Supplied text:
○ ○ ○ ○ ○
Feed on
Posts
Comments

Nature doesn’t stay hit

This past weekend I found myself with a free moment to finally trim back the Bougainvillea that has grown with abandon for some time.  This vine thrives along the fence between our yard and our neighbor’s, and I have hated it for years and avoided dealing with it.  But this plant had gotten so tall and unruly that it had begun to shade-out my cold season crop, making confrontation inevitable.

Before the trimming, the 14-foot shoots of this Bougainvillea arced toward our pool and tangled in our redwood tree.  The stalks can easily put on a foot or more of growth each day.  Over time, the soft vines thicken and turn tough and woody like a tree.  But unlike most trees, the branch-like shoots of this vine wield inch-and-a-quarter, hooked thorns tipped in a mild toxin.

I came away from the work with my arms and legs utterly lacerated and a decent slash across my face.  I came away bloodied, the spikes having cut, and caught, and torn, and punctured through leather glove and rubber-soled boot.  In short, they did exactly what they were supposed to: They tried to protect the plant from me.  Despite my hedge trimmer and chainsaw, this South American native wouldn’t stay hit.

Getting close enough to a plant to cut it can provide a unique perspective: The menacing thorn that protects new growth, the specialized leaves, called bracts, that evolved to attract pollinators to an otherwise unassuming flower, and that carry the mature seed in the wind like a paper-mache glider.  This vine can be pared back from full, lush green to brown, dead stubble and in a week be resiliently sprouting away.  It can grow to 36-feet tall.  It can opt to be deciduous to survive a drought.

And it’s no passive resister, leaving cuts that redden and itch like a rash on account of the poison barbs.

A strange intimacy exists in becoming the victim of a plant’s natural defenses.  It provides an immediate ecological context that is often missing from our lives.  For most people, a plant’s defenses are easily avoided.  The reason for this disconnect exists largely in our no longer having to look at plants and decide if they are safe to eat, and if so, how best to harvest their edible parts.  Choosing produce from the market that is ripe or unspoiled hardly compares to making decisions in the wild.  And, frankly, some vetting has gone on before we get the opportunity to use our finely tuned senses to pick an orange out of the pile of oranges.  We are not the deciders.
○ ○ ○ ○ ○
Data extract:
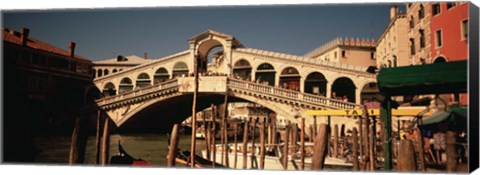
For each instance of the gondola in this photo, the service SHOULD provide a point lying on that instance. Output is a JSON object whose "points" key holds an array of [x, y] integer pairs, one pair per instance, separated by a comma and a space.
{"points": [[123, 158]]}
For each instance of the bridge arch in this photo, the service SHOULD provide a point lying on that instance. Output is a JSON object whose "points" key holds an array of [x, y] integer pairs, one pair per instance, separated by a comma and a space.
{"points": [[179, 69], [344, 87], [265, 72], [368, 92], [290, 78], [160, 75], [143, 80], [125, 85], [109, 89], [316, 83], [243, 69]]}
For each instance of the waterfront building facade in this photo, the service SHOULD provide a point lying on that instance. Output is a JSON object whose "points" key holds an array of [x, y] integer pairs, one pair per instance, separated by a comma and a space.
{"points": [[392, 45], [346, 51], [419, 35], [46, 85]]}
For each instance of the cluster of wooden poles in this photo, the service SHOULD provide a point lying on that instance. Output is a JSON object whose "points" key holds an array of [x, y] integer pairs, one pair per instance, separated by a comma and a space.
{"points": [[79, 141]]}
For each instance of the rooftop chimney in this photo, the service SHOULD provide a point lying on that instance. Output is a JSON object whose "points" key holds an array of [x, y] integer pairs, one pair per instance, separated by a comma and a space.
{"points": [[24, 35], [393, 11], [71, 47]]}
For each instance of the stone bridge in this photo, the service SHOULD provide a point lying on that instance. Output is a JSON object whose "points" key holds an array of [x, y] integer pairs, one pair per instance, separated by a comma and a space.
{"points": [[286, 84]]}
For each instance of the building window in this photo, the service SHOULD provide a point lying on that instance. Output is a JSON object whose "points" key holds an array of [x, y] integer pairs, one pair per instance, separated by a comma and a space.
{"points": [[450, 5], [422, 38], [464, 29], [394, 61], [438, 38], [421, 12], [412, 46], [411, 22], [435, 9]]}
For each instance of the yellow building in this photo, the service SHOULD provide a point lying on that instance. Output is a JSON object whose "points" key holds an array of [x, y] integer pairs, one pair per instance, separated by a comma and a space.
{"points": [[418, 15], [346, 51], [392, 46]]}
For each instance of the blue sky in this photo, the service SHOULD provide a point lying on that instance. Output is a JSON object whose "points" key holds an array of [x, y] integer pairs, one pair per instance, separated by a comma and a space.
{"points": [[292, 29]]}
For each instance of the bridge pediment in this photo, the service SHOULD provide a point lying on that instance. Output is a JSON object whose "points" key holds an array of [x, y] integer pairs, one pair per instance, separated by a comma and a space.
{"points": [[210, 34]]}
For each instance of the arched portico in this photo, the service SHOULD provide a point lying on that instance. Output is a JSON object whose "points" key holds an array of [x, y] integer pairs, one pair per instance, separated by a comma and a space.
{"points": [[316, 83], [344, 87]]}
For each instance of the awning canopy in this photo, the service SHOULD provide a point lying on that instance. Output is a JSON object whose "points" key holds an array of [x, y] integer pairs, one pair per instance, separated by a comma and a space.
{"points": [[438, 78], [456, 116]]}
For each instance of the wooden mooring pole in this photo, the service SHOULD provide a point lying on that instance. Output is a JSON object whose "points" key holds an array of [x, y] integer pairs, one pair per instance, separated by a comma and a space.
{"points": [[172, 148], [244, 145], [253, 158], [214, 136], [105, 142], [335, 141], [320, 148], [98, 137], [406, 156], [262, 145], [285, 147], [79, 142], [302, 144], [194, 114], [355, 149], [235, 150]]}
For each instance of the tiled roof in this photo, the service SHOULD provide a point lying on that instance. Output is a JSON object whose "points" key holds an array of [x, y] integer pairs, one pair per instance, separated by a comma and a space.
{"points": [[14, 37], [132, 59]]}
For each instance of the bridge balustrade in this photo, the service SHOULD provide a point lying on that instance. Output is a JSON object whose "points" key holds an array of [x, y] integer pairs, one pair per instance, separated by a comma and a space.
{"points": [[295, 95], [138, 92]]}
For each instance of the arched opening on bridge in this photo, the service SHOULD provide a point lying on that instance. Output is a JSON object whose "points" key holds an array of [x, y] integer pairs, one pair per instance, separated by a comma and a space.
{"points": [[125, 85], [143, 80], [344, 88], [109, 90], [265, 73], [368, 93], [290, 79], [210, 54], [179, 69], [315, 83], [242, 69], [92, 94], [161, 75], [440, 60]]}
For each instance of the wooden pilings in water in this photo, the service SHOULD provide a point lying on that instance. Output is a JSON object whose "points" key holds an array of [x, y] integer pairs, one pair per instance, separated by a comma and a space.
{"points": [[79, 142], [406, 156], [97, 138], [451, 151], [244, 145], [262, 145], [302, 144], [235, 129], [355, 149], [105, 142], [285, 147], [320, 148], [172, 148], [335, 141], [421, 151]]}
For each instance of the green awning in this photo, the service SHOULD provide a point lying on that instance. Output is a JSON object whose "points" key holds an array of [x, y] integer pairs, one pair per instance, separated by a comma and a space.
{"points": [[438, 78], [456, 116]]}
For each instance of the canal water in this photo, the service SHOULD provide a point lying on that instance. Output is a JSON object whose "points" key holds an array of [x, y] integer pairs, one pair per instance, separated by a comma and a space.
{"points": [[149, 147]]}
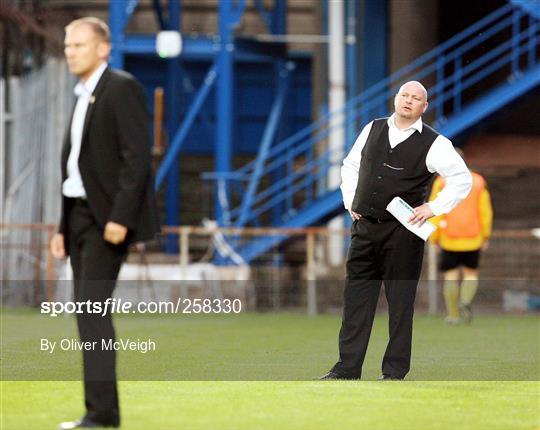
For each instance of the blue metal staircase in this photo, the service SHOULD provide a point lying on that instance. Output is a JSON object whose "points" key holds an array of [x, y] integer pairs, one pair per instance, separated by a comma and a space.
{"points": [[469, 77]]}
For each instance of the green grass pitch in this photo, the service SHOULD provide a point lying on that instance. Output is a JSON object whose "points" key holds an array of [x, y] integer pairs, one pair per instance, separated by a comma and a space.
{"points": [[253, 371]]}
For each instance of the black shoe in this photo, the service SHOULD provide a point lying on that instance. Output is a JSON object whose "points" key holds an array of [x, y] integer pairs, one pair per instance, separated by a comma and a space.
{"points": [[466, 313], [336, 376], [389, 378], [83, 423]]}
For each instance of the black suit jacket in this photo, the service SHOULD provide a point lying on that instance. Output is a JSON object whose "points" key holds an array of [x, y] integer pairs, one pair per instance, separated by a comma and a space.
{"points": [[115, 158]]}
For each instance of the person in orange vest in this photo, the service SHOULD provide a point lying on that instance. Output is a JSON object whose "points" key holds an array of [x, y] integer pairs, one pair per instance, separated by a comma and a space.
{"points": [[461, 235]]}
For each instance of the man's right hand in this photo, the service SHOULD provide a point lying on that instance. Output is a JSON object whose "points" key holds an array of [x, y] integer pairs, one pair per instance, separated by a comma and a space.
{"points": [[354, 215], [57, 246]]}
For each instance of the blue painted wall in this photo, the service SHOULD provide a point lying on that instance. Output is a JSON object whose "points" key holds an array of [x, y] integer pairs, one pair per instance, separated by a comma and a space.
{"points": [[254, 93]]}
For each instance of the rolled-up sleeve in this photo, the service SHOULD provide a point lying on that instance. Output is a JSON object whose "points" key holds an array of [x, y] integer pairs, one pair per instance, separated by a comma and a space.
{"points": [[443, 159], [351, 166]]}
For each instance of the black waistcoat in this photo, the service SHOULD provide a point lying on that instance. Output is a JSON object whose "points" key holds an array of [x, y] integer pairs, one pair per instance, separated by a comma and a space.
{"points": [[387, 172]]}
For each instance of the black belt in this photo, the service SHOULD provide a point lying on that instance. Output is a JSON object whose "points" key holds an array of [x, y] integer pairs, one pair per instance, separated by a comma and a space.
{"points": [[374, 220], [80, 201]]}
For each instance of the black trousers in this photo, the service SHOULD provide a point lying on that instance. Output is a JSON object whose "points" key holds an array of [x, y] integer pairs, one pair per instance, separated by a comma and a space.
{"points": [[379, 252], [95, 264]]}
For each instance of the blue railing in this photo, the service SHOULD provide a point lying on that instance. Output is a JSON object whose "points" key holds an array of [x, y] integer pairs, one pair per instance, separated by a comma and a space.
{"points": [[292, 174]]}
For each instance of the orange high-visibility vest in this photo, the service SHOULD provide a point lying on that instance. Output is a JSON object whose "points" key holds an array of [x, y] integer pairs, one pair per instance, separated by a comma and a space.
{"points": [[464, 219]]}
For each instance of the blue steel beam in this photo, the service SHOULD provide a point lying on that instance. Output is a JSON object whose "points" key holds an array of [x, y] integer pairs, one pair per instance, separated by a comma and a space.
{"points": [[266, 142], [172, 94], [352, 69], [159, 14], [228, 17], [179, 137], [120, 11]]}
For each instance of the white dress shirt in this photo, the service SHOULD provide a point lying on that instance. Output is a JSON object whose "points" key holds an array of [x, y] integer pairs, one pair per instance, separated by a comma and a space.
{"points": [[73, 186], [441, 158]]}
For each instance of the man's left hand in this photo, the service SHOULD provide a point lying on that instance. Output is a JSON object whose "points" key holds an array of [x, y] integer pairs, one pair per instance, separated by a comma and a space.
{"points": [[114, 233], [421, 214]]}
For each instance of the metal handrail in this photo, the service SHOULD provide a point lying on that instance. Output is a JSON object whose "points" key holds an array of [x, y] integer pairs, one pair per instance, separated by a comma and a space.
{"points": [[511, 33]]}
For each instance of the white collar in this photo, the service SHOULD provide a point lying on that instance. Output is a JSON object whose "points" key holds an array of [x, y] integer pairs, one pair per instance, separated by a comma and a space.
{"points": [[90, 85], [417, 125]]}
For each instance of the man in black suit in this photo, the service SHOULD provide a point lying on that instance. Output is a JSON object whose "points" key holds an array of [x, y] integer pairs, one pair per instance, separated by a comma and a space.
{"points": [[107, 199]]}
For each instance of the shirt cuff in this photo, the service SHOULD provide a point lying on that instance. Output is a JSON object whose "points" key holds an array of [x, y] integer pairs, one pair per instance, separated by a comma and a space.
{"points": [[435, 208]]}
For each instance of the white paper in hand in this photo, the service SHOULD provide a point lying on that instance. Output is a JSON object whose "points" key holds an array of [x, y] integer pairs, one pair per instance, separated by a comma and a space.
{"points": [[402, 211]]}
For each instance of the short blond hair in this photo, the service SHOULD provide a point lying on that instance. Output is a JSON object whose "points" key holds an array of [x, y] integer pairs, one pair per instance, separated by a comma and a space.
{"points": [[98, 26]]}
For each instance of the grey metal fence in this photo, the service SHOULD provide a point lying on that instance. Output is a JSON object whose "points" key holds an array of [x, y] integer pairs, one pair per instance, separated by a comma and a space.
{"points": [[33, 113]]}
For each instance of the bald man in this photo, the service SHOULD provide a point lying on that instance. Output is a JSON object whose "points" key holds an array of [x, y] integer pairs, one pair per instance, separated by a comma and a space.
{"points": [[395, 156]]}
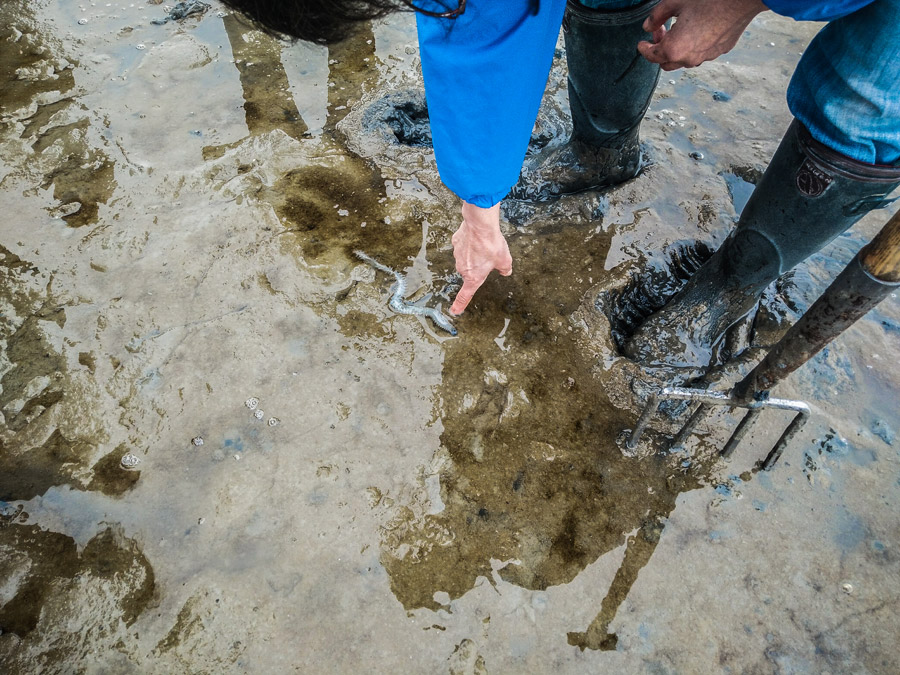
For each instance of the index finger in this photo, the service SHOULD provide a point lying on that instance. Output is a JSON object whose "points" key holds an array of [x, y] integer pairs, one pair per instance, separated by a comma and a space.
{"points": [[464, 296]]}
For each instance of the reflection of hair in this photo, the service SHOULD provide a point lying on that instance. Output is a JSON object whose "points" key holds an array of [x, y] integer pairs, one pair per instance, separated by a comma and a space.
{"points": [[319, 21]]}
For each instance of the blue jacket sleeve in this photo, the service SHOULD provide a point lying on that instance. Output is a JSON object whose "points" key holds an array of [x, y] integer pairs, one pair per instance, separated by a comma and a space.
{"points": [[485, 73], [811, 10]]}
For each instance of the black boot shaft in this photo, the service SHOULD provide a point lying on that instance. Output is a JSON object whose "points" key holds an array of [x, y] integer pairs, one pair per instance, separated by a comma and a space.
{"points": [[808, 195], [610, 83]]}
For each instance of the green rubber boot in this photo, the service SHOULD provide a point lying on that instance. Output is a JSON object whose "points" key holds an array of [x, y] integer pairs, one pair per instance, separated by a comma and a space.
{"points": [[808, 195], [610, 87]]}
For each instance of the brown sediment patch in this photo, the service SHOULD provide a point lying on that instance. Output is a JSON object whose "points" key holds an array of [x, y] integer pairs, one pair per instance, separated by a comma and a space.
{"points": [[535, 473], [43, 563], [18, 55], [323, 209]]}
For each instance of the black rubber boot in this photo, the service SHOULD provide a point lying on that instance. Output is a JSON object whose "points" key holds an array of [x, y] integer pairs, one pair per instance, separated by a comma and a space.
{"points": [[610, 87], [808, 195]]}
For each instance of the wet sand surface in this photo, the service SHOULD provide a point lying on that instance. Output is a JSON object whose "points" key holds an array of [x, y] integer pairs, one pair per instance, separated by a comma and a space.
{"points": [[324, 485]]}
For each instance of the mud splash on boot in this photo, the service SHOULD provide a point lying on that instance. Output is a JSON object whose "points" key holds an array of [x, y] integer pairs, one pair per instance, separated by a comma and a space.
{"points": [[627, 307]]}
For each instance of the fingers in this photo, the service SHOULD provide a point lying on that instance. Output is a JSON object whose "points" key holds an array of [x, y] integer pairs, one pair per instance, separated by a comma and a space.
{"points": [[664, 11], [464, 297]]}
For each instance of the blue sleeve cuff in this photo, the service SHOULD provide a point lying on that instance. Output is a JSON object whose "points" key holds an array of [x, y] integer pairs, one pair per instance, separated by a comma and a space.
{"points": [[810, 10]]}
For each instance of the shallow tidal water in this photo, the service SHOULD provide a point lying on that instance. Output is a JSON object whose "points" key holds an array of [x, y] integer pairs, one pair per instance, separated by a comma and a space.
{"points": [[180, 206]]}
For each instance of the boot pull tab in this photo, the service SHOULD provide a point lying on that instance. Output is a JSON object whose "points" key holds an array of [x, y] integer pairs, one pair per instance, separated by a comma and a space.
{"points": [[811, 180], [863, 206]]}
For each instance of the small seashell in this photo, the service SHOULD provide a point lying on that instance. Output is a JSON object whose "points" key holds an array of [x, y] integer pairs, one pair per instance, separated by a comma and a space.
{"points": [[130, 461]]}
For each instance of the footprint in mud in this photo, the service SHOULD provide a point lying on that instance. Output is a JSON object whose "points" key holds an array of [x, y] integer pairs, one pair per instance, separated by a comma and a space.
{"points": [[399, 117]]}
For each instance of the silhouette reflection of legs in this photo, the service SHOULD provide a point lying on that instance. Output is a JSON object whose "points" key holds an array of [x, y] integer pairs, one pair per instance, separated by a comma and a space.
{"points": [[268, 101], [351, 63]]}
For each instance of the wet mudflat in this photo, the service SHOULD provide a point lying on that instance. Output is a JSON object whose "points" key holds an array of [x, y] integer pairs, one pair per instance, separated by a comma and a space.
{"points": [[181, 203]]}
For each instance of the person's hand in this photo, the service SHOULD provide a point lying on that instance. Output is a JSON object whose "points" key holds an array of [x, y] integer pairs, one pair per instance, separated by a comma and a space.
{"points": [[703, 30], [479, 248]]}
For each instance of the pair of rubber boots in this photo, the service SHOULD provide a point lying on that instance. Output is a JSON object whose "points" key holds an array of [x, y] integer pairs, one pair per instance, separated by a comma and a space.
{"points": [[808, 195]]}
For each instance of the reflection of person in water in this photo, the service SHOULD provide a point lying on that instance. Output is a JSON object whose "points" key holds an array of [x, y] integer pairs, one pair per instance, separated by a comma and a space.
{"points": [[485, 65], [485, 69]]}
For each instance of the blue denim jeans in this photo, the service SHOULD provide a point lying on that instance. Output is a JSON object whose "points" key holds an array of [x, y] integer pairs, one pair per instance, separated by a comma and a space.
{"points": [[846, 88]]}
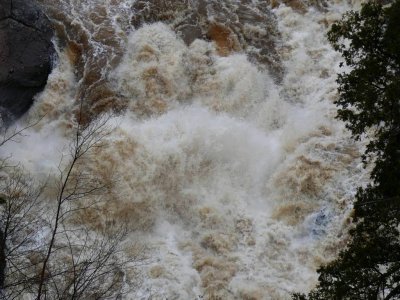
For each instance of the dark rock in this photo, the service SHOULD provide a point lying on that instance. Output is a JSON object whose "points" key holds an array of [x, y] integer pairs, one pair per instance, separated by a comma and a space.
{"points": [[26, 53], [2, 259], [5, 9]]}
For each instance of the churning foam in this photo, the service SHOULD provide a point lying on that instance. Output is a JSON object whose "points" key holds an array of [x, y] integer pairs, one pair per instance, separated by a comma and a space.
{"points": [[239, 188]]}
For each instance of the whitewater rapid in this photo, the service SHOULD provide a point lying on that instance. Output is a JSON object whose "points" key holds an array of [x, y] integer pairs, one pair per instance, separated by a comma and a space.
{"points": [[231, 172]]}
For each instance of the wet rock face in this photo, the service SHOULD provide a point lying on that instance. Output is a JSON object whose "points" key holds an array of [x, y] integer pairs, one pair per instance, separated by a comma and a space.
{"points": [[235, 26], [26, 53]]}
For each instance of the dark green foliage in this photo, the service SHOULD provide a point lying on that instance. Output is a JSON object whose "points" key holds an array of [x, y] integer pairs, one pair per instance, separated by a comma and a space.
{"points": [[369, 103]]}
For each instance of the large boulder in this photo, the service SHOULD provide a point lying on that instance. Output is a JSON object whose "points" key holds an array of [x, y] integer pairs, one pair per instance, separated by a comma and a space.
{"points": [[26, 54]]}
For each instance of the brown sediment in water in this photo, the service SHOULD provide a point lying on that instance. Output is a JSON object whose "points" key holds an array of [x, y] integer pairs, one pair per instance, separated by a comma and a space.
{"points": [[224, 39]]}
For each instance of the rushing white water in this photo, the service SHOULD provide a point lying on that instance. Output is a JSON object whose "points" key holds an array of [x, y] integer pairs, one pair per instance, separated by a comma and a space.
{"points": [[238, 183]]}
○ ○ ○ ○ ○
Work instructions:
1) Return everything in the Bougainvillea post from "Nature doesn’t stay" down to "a mild toxin.", copied word for word.
2) List each part of the writer's body that the Bougainvillea post says was cut.
3) Translate this sentence from the Bougainvillea post into Spanish: "Over time, the soft vines thicken and turn tough and woody like a tree."

Solutions below:
1)
Nature doesn’t stay hit

This past weekend I found myself with a free moment to finally trim back the Bougainvillea that has grown with abandon for some time.  This vine thrives along the fence between our yard and our neighbor’s, and I have hated it for years and avoided dealing with it.  But this plant had gotten so tall and unruly that it had begun to shade-out my cold season crop, making confrontation inevitable.

Before the trimming, the 14-foot shoots of this Bougainvillea arced toward our pool and tangled in our redwood tree.  The stalks can easily put on a foot or more of growth each day.  Over time, the soft vines thicken and turn tough and woody like a tree.  But unlike most trees, the branch-like shoots of this vine wield inch-and-a-quarter, hooked thorns tipped in a mild toxin.

2)
- Arms
- Legs
- Face

3) Con el tiempo, las enredaderas blandas se engrosan y se vuelven duras y leñosas como un árbol.